Short problem: Convert every entry below into a two-column CSV with the header row instruction,coordinates, one row per entry. Put each entry's text and its answer in a single quoted field apiece, replace line breaks with spaces, and leave the pictures out.

++++ Records shown

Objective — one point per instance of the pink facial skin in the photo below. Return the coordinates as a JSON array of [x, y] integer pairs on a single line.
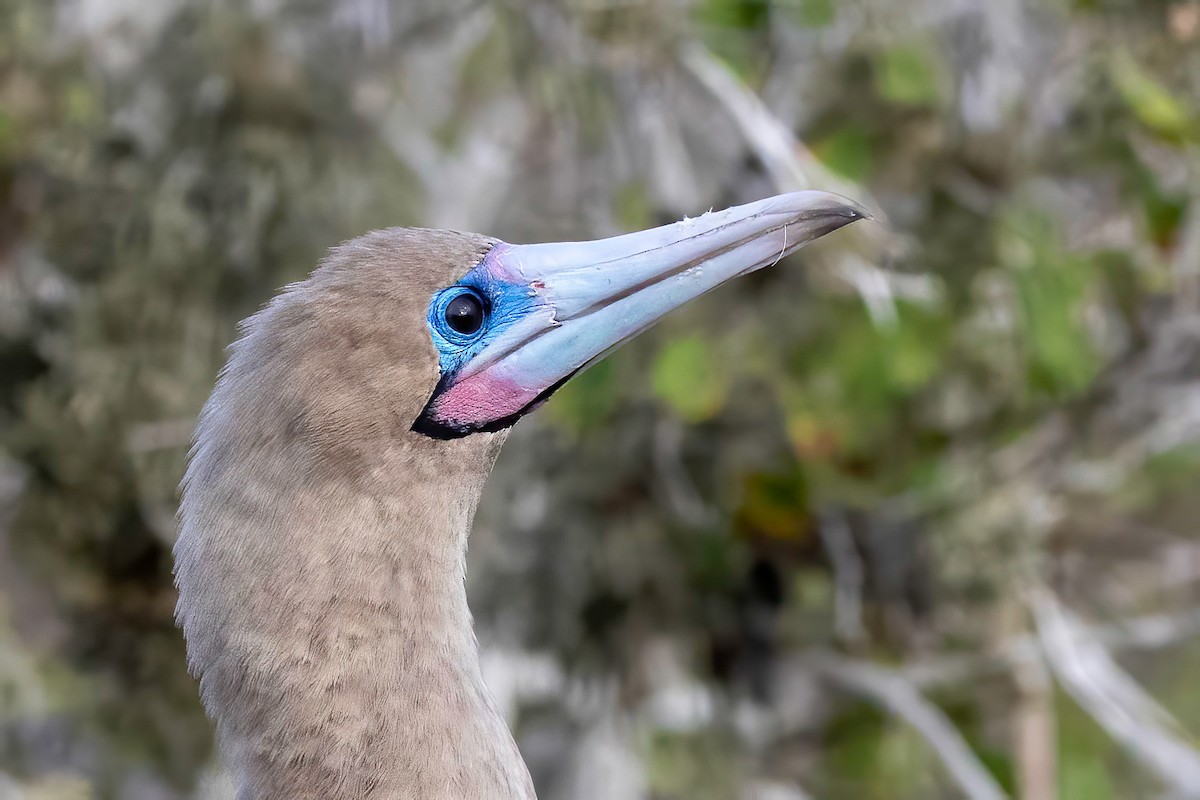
[[477, 401]]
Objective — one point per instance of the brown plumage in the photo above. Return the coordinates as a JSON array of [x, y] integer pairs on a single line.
[[337, 467], [322, 597]]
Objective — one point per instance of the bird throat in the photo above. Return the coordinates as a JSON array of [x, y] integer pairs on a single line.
[[330, 629]]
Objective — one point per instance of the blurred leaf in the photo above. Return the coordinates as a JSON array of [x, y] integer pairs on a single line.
[[907, 76], [816, 13], [690, 378], [1151, 102], [586, 402], [775, 506], [745, 14], [847, 152]]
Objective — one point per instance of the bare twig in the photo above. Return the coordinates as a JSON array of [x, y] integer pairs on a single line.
[[847, 570], [1116, 702], [891, 690]]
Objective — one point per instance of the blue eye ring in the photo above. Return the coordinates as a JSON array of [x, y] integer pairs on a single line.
[[460, 314]]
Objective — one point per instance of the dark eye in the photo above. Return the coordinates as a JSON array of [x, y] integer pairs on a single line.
[[465, 313]]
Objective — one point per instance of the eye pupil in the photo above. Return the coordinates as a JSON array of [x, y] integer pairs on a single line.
[[465, 313]]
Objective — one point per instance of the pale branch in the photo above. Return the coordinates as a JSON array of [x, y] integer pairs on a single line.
[[899, 696], [1126, 711]]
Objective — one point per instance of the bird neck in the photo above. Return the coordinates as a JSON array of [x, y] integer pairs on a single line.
[[334, 638]]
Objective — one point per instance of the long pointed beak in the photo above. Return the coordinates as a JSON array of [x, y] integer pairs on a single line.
[[557, 307]]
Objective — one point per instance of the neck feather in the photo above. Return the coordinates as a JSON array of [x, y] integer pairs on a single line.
[[329, 625]]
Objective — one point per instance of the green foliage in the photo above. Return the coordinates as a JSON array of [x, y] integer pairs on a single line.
[[1007, 398], [907, 74], [690, 378]]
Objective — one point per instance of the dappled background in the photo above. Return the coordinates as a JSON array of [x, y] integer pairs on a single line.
[[910, 516]]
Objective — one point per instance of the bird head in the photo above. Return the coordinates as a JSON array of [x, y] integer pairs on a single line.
[[430, 337], [520, 323]]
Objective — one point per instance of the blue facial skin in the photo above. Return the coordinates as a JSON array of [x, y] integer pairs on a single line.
[[504, 304]]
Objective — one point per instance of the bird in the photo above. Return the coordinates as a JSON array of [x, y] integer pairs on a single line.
[[335, 470]]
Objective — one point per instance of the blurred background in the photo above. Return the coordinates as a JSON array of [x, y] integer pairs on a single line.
[[909, 516]]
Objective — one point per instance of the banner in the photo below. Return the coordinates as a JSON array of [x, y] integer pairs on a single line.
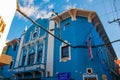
[[89, 48], [7, 11]]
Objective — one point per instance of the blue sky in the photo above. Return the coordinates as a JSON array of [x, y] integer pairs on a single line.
[[107, 10]]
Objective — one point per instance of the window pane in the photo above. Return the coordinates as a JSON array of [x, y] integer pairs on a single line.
[[31, 59], [65, 52], [23, 60]]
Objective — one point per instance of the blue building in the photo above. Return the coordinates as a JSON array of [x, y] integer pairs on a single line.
[[75, 48], [11, 49]]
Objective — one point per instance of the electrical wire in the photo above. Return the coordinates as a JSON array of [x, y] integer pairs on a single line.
[[77, 46]]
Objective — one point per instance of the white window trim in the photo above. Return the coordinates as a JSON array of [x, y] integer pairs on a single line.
[[65, 59], [89, 74], [11, 66]]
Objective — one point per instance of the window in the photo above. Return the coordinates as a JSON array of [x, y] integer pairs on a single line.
[[23, 60], [31, 59], [48, 74], [34, 35], [14, 46], [65, 53], [11, 64], [39, 57]]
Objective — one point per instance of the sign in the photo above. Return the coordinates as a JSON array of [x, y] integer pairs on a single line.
[[64, 76], [7, 11], [90, 76], [28, 68]]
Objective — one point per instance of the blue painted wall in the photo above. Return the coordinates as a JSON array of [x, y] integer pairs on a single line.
[[77, 33], [11, 51]]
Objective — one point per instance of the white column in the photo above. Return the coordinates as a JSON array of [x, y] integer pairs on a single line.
[[36, 53], [43, 52], [19, 51], [50, 50], [26, 58]]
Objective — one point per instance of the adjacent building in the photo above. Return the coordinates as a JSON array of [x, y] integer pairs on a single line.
[[69, 46], [10, 49]]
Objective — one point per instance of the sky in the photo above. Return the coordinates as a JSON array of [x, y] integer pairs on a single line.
[[107, 10]]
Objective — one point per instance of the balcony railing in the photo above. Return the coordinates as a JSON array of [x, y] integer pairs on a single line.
[[5, 59], [34, 67]]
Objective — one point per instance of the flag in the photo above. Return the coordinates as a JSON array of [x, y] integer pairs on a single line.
[[89, 48], [7, 11]]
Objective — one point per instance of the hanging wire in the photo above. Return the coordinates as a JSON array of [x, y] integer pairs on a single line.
[[77, 46]]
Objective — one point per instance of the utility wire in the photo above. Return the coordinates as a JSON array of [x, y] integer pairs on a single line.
[[77, 46]]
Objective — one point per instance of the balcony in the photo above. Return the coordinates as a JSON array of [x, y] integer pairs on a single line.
[[5, 59]]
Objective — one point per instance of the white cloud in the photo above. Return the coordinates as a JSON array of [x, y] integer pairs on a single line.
[[46, 1], [51, 6], [28, 8], [67, 1], [27, 2], [90, 0], [43, 14], [70, 6]]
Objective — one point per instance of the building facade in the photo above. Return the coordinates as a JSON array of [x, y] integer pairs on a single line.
[[11, 49], [70, 46]]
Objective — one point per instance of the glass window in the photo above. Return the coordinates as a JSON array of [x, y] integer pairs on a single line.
[[65, 52], [35, 35], [39, 57], [23, 60], [31, 59], [15, 46], [11, 64]]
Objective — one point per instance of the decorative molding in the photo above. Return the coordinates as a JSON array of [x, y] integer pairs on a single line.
[[72, 13]]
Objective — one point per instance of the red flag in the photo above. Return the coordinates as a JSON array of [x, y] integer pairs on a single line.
[[89, 48]]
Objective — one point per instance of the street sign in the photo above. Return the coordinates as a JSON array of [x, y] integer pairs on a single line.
[[7, 11], [64, 76]]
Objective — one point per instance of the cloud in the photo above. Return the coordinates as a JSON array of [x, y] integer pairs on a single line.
[[29, 10], [28, 7], [67, 1], [70, 6], [51, 6], [43, 14], [46, 1], [90, 0], [28, 2]]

++++++++

Task response:
instruction,coordinates
"Objective — one point per instance of the pink facial skin in the photo below. Return the coordinates as a JSON array of [x, y] integer pairs on a single line.","[[477, 401]]"
"Objective — one point per instance of the brown plumage in the photo above. Return the coordinates as a JSON array of [x, y] integer pairs on a single line.","[[337, 467], [322, 597]]"
"Objective — one point per instance of the bird throat in the photo above. Return the coordinates as a JSON array of [x, y] integer pairs on a single line.","[[330, 629]]"
"Objective — one point per instance of the blurred leaf in the photo above. Return the coordinates as a JSON array of [x, y] integer pairs on a single line.","[[907, 76], [816, 13], [690, 378], [1151, 102], [586, 402], [775, 506], [745, 14], [847, 152]]"
"Objective — one point per instance of the bare twig in the photo above. Return the coordinates as a JSON array of [x, y] integer pairs on a single line.","[[847, 570], [1116, 702], [891, 690]]"
"Objective — one point per instance of the blue eye ring in the photo above. Return the coordinates as a JSON array of [x, y] integer pairs on a single line.","[[460, 314]]"
"Objective — one point per instance of the dark eye in the photo above. Return the coordinates as a JSON array of [x, y] integer pairs on a single line.","[[465, 313]]"
"Objective — one point per instance of the eye pupil in the photo above. Return the coordinates as a JSON array of [x, y] integer pairs on a single line.","[[465, 313]]"
"Objective — one point per instance of the pale branch in the photo above. Return the coordinates as a JSON array of [x, y] integer pairs on a single line.","[[899, 696], [1126, 711]]"
"Objective — one point per instance of the bird neck in the photo above. Return the coordinates as a JSON array of [x, y] integer pairs on a single line.","[[334, 638]]"
"Objective — one point per instance of the long pointed beak in the photo above. Return the coordinates as a JSON array of [x, y] integer pairs on a single line.","[[557, 307]]"
"Objective — one point per instance of the neck feather in the photo above. Return the coordinates as a JSON array of [x, y] integer pairs on a single line.","[[329, 625]]"
"Objective — one point per instance of the green foliage in the photo above. Return the coordinates as a JSON array of [x, y] integer pairs on a single line.","[[1007, 398], [907, 74], [690, 378]]"
"Objective — one point per instance of the dappled background in the photo above. Return the coordinates as a JSON array of [x, y] integer pairs on a single line.","[[910, 516]]"
"Objective — one point per instance of the bird head in the photo above. Return the coordinates as a JSON array of [x, y] integer pairs on a single line.","[[430, 337], [520, 323]]"
"Objective — one point per instance of the blue facial skin in the photo above. Return the coordinates as a JSON array of [x, y] integer pairs on a single line.","[[504, 304]]"
"Objective — one point per instance of the bird in the photo above. Return the coordinates as a JSON array of [x, y] integer pairs on a single line.","[[335, 470]]"
"Objective — one point per instance of the blurred background in the photo above. Return the coordinates as a JSON array of [x, y] integer pairs on a single line.","[[909, 516]]"
"Objective — one point per instance of the banner in the photo below. Return the coordinates as a JSON array of [x, y] integer pairs on a single line.","[[89, 48], [7, 11]]"
"Objective — one point per instance of the blue sky in the photo above. Return the coordinates as a JSON array of [x, y] integer pairs on a single line.","[[107, 10]]"
"Objective — one point per instance of the window pane in the photo above. Return the coordinates as a JSON array of [x, y] integer pairs on a single line.","[[31, 59], [65, 52], [23, 60]]"
"Objective — one point per instance of the blue building in the photo above. Return the coordinates as a JSON array of [x, y] integer pairs on a single line.","[[75, 48], [11, 49]]"
"Objective — one point per instance of the electrical wire in the photo above. Return the coordinates as a JSON array of [x, y] integer pairs on a single line.","[[77, 46]]"
"Objective — one point per instance of the white window trim in the photo above. Return the coordinates as a JSON array of [x, y] integer pairs on a single line.","[[65, 59], [89, 74], [11, 66]]"
"Objective — one point per instance of the window in the photo above. Return the coordinates as a JSON array of [x, y] integer pairs on a single line.","[[23, 60], [31, 59], [48, 74], [34, 35], [14, 46], [65, 53], [11, 64], [39, 57]]"
"Objective — one point per instance of the sign in the photo above. Return the coordinates as a JSON array of [x, y] integer pairs on a single line.","[[64, 76], [7, 11], [90, 76], [28, 68]]"
"Objective — one point per instance of the blue painted wall in the photo above. Return the coordinates as a JSON array of [x, y] integer pairs on a single line.","[[77, 33], [11, 51]]"
"Objective — one point per instance of the white column in the photo above. Return the coordinates as a JSON array of [x, y] integer pairs on a single line.","[[36, 53], [43, 52], [19, 51], [50, 50], [26, 58]]"
"Objective — one point per instance of the adjacent building in the photo above. Return the coordinates as a JSON array of [x, y] integer pairs on a single line.","[[69, 46], [10, 49]]"
"Objective — one point per instance of the sky in the photo above. Return the coordinates as a JSON array of [x, y] integer pairs on a single line.","[[107, 10]]"
"Objective — one point per instance of the balcony railing in the photo above. Return the coordinates as a JSON array of [x, y] integer pairs on a single line.","[[5, 59], [34, 67]]"
"Objective — one point per instance of the flag in the photo above. Return the coordinates as a JSON array of [x, y] integer pairs on a single line.","[[89, 48], [7, 11]]"
"Objective — one point per instance of the hanging wire in the photo above. Return the coordinates as a JSON array of [x, y] integer pairs on a single line.","[[77, 46]]"
"Objective — one point per instance of the utility wire in the photo above. Return the coordinates as a JSON array of [x, y] integer pairs on a single line.","[[77, 46]]"
"Objective — one point per instance of the balcony in the photo above. Return the coordinates as a JSON array of [x, y] integer pairs on a single line.","[[5, 59]]"
"Objective — one point per instance of the white cloud in the photo above. Return the coordinates as a JSON array of [x, y] integer pairs on a single line.","[[46, 1], [51, 6], [28, 8], [67, 1], [27, 2], [90, 0], [43, 14], [70, 6]]"
"Objective — one point per instance of the building facade in the photo above. Return the coordinates as a JSON array of [x, y] integer pairs on a single line.","[[11, 49], [70, 46]]"
"Objective — one point per instance of the glass window in the photo above. Return the coordinates as a JSON array of [x, y] integer pairs on a single line.","[[65, 52], [35, 35], [39, 57], [23, 60], [31, 59], [15, 46], [11, 64]]"
"Objective — one point per instance of the decorative molding in the photo above. Return the coordinates as a JSON array of [x, y] integer pairs on a single line.","[[72, 13]]"
"Objective — one point per instance of the red flag in the photo above. Return the coordinates as a JSON array of [x, y] integer pairs on a single line.","[[89, 48]]"
"Objective — one point per instance of the street sign in the photo above. Return the coordinates as a JSON array of [x, y] integer pairs on a single line.","[[7, 11], [64, 76]]"
"Objective — one point per instance of the cloud in the photo above. Return the coordinates as a JSON array of [x, y] integer pairs on a single line.","[[29, 10], [28, 7], [67, 1], [70, 6], [51, 6], [43, 14], [46, 1], [90, 0], [28, 2]]"